**TEXTE FOURNI**

=====

En une semaine, trois vastes manifestations contre la politique du gouvernement ont marqué la capitale de l’Etat espagnol. La répression brutale exercée contre celles et ceux qui, le mardi 25 septembre 2012, ont voulu encercler le Congrès des députés a suscité l’indignation.

Le quotidien El Pais (30 septembre 2012) écrit à ce propos : « Les manifestant·e·s [le 29 septembre] exprimaient l’indignation face au comportement de la police, comme face aux déclarations du gouvernement qui affirma que cette intervention policière avait été “extraordinaire”, ”splendide”, “brillante” et “exemplaire”. » De plus, Mariano Rajoy eut l’outrecuidance, depuis New York, de saluer « l’immense majorité » de ceux qui ne manifestent pas, qui ne regardent pas le téléjournal, qui ignorent les unes de la presse, qui travaillent « pour atteindre cet objectif national qui nous est propre à tous, celui de sortir de cette crise ». La manifestation du 29 septembre concrétisa la riposte populaire face aux affirmations de Rajoy et à sa politique d’austérité qui partage la brutalité des forces policières.

=====

**LISTE DES CONSIGNES**
a – Relevez, dans le texte sur les manifestations contre le gouvernement espagnol, tous les qualificatifs que le gouvernement a appliqués à l'intervention policière.
b – Poursuivez le texte sur les manifestations contre le gouvernement espagnol à partir de sa dernière phrase.

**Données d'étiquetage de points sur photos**
=====

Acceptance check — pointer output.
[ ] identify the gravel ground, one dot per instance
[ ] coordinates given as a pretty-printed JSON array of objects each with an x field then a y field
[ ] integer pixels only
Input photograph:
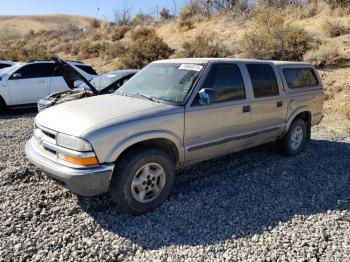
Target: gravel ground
[{"x": 254, "y": 206}]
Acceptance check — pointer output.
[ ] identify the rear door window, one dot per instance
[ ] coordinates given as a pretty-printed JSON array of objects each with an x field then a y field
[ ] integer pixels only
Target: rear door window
[
  {"x": 300, "y": 77},
  {"x": 264, "y": 81},
  {"x": 227, "y": 81}
]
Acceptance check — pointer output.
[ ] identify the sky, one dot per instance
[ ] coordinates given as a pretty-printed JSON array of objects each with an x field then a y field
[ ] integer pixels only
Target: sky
[{"x": 103, "y": 9}]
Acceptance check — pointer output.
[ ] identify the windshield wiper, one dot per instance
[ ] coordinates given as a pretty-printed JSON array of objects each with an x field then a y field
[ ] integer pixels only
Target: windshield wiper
[{"x": 147, "y": 97}]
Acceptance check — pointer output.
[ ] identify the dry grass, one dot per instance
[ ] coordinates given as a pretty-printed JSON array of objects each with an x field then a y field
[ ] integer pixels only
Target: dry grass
[
  {"x": 24, "y": 24},
  {"x": 270, "y": 36},
  {"x": 347, "y": 110},
  {"x": 323, "y": 55},
  {"x": 335, "y": 28},
  {"x": 203, "y": 45}
]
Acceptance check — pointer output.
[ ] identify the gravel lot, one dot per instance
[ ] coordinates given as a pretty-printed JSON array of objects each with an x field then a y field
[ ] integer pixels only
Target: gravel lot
[{"x": 255, "y": 206}]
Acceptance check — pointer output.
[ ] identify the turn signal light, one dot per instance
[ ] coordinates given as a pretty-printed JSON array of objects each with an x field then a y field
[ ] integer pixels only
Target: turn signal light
[{"x": 89, "y": 161}]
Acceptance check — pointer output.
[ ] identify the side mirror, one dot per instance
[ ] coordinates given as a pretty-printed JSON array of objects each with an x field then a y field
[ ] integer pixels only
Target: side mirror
[
  {"x": 16, "y": 75},
  {"x": 206, "y": 96}
]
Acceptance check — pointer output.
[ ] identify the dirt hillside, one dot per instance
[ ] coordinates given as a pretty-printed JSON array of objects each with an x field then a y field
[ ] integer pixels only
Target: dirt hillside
[{"x": 25, "y": 23}]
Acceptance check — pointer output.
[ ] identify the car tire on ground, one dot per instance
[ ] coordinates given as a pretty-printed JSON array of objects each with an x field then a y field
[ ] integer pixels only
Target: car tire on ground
[
  {"x": 142, "y": 180},
  {"x": 295, "y": 140}
]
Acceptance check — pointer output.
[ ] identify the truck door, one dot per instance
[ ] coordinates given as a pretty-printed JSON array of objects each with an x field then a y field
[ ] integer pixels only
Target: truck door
[
  {"x": 219, "y": 127},
  {"x": 267, "y": 106}
]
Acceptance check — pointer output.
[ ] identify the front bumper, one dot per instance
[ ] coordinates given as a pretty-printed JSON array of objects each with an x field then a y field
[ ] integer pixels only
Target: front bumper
[{"x": 83, "y": 181}]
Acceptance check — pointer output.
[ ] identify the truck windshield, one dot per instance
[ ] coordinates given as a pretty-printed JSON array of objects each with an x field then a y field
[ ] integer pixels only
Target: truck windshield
[{"x": 164, "y": 81}]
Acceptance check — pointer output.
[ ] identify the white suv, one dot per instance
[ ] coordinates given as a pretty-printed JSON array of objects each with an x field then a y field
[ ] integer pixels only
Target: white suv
[{"x": 23, "y": 85}]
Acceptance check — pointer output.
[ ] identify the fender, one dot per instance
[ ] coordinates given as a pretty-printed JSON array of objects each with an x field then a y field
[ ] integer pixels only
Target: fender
[
  {"x": 293, "y": 115},
  {"x": 4, "y": 92},
  {"x": 134, "y": 139}
]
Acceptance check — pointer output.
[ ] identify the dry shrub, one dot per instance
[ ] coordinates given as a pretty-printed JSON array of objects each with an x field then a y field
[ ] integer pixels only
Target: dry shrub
[
  {"x": 95, "y": 23},
  {"x": 143, "y": 32},
  {"x": 119, "y": 32},
  {"x": 165, "y": 14},
  {"x": 115, "y": 50},
  {"x": 185, "y": 25},
  {"x": 338, "y": 3},
  {"x": 335, "y": 28},
  {"x": 145, "y": 50},
  {"x": 190, "y": 10},
  {"x": 142, "y": 19},
  {"x": 323, "y": 55},
  {"x": 347, "y": 110},
  {"x": 8, "y": 33},
  {"x": 203, "y": 45},
  {"x": 270, "y": 37},
  {"x": 307, "y": 10},
  {"x": 91, "y": 50}
]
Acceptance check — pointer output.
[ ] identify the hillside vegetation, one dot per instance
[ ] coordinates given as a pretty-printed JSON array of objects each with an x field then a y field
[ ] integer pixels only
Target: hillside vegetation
[
  {"x": 314, "y": 31},
  {"x": 24, "y": 23}
]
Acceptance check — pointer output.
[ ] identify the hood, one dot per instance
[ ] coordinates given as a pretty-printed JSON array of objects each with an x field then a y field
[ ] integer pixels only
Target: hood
[
  {"x": 71, "y": 74},
  {"x": 80, "y": 116}
]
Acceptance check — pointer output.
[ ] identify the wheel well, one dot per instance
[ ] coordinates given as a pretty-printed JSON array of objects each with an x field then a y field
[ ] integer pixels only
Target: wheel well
[
  {"x": 2, "y": 102},
  {"x": 306, "y": 116},
  {"x": 163, "y": 144}
]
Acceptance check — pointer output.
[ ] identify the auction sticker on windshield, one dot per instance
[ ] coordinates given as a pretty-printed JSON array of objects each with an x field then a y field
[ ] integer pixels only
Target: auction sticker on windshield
[{"x": 193, "y": 67}]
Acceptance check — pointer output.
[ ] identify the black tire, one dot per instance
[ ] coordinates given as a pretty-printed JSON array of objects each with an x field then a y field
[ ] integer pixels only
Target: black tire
[
  {"x": 127, "y": 168},
  {"x": 288, "y": 146}
]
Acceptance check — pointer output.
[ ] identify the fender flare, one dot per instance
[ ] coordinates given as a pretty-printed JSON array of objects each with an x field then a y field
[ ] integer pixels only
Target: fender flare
[
  {"x": 2, "y": 101},
  {"x": 293, "y": 116},
  {"x": 144, "y": 136}
]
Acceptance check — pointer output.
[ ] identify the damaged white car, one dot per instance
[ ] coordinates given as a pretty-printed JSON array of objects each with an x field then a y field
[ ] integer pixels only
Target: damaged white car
[{"x": 80, "y": 87}]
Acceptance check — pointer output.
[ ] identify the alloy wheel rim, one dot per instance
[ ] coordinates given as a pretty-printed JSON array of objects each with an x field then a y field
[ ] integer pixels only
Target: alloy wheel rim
[
  {"x": 297, "y": 137},
  {"x": 148, "y": 182}
]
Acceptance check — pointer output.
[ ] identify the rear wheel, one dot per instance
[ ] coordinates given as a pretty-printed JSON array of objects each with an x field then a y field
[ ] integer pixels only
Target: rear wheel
[
  {"x": 294, "y": 141},
  {"x": 142, "y": 181}
]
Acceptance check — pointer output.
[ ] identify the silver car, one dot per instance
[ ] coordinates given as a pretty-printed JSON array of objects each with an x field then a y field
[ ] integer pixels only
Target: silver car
[{"x": 171, "y": 114}]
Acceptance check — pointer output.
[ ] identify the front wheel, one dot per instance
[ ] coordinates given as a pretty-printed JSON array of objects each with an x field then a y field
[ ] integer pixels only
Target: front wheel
[
  {"x": 142, "y": 181},
  {"x": 295, "y": 139}
]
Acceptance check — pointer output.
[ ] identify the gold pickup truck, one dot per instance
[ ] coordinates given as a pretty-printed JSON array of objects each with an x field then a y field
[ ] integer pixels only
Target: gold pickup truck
[{"x": 171, "y": 114}]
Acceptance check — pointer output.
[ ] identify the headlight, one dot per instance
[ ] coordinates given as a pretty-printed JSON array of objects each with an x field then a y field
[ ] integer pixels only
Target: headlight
[{"x": 72, "y": 142}]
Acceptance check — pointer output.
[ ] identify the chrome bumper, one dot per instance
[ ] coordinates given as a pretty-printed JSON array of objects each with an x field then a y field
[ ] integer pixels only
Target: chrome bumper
[{"x": 87, "y": 181}]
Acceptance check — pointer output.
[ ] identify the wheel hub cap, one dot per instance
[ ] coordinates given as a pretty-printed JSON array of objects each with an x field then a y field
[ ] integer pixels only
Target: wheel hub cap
[{"x": 148, "y": 182}]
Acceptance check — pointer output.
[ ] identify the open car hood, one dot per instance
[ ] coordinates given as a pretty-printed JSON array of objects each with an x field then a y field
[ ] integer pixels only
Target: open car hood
[{"x": 70, "y": 74}]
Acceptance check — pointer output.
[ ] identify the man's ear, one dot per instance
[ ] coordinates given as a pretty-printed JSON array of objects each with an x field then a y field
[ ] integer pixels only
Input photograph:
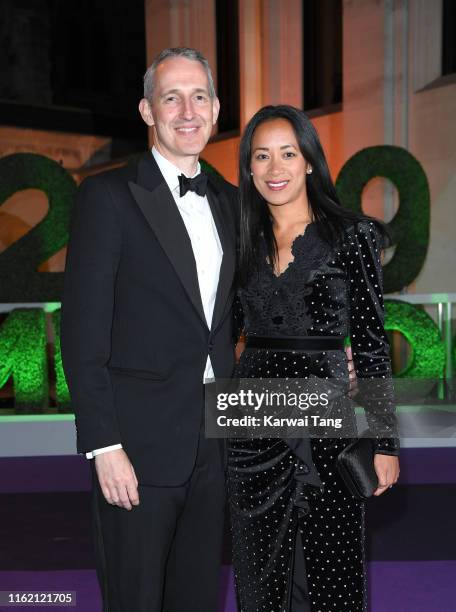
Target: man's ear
[
  {"x": 146, "y": 112},
  {"x": 215, "y": 110}
]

=====

**RÉPONSES DE L'EXERCICE**
a – « extraordinaire », « splendide », « brillante », « exemplaire »

b –
Les premières indications ayant trait au budget 2013 indiquent que les retraité·e·s, les veuves, les orphelins risquent de voir le « pouvoir d’achat » de leurs allocations encore réduit.

Sauver les banques a coûté et coûte cher. Ainsi, le gouvernement a révisé pour la quatrième fois les estimations des déficits publics pour 2011 et pour la cinquième fois celles concernant 2012 ! Ainsi, en 2011, l’objectif était un déficit équivalant à 6% du PIB. Au cours des quatre révisions, le déficit a été estimé à 8% du PIB, puis à 8,5%, puis à 8,9%, puis à 9,4%, cela en date du 29 septembre ! Il en a été de même pour les déficits publics de 2012 : de 5,8% à 7,4%… et ce n’est pas terminé. Le « sauvetage des banques » opère comme une véritable prise d’otage de la société et des mécanismes démocratiques bourgeois les plus élémentaires. La population commence à la refuser. La déclaration publiée ci-dessous entre en syntonie avec une opposition englobant des secteurs sociaux de plus en plus larges dont le refus devient actif. (Rédaction A l’Encontre)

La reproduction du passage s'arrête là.